- [PROBLEM DETAILS] Report how many lines of the items contain the string "cliff", matching case exactly. Give only the number.

──────────────────────────────

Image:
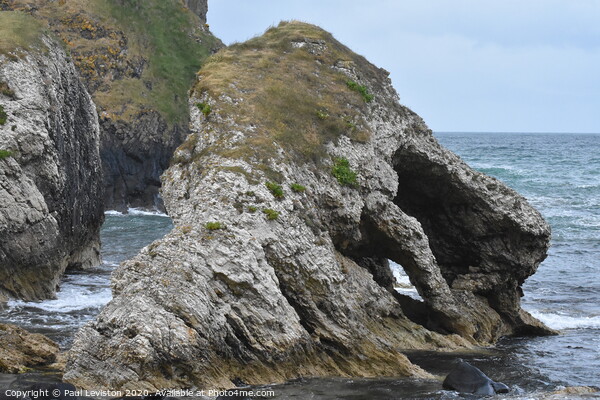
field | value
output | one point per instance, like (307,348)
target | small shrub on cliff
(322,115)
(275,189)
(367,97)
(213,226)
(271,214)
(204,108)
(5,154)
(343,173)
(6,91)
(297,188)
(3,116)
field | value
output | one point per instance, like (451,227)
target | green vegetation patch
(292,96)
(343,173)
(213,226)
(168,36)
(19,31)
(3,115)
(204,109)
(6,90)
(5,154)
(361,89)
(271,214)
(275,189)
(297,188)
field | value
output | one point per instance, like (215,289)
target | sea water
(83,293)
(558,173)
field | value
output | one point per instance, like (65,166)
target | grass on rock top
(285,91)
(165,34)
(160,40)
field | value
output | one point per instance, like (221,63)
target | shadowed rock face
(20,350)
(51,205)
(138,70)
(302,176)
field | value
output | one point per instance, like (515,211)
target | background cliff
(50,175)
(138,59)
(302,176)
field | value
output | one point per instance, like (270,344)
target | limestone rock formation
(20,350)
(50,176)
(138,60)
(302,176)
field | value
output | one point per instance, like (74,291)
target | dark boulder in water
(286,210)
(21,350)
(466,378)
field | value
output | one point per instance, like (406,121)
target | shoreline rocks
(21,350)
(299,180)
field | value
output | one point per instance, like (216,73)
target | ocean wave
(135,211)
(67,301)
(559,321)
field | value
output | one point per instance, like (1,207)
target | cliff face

──────────────────────────────

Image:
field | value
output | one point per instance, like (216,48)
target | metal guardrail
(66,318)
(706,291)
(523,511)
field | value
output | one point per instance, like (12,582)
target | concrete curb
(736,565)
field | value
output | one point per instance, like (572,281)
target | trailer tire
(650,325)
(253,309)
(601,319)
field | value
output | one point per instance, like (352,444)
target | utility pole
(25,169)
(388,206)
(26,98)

──────────────────────────────

- [COMPLETED EXERCISE] 3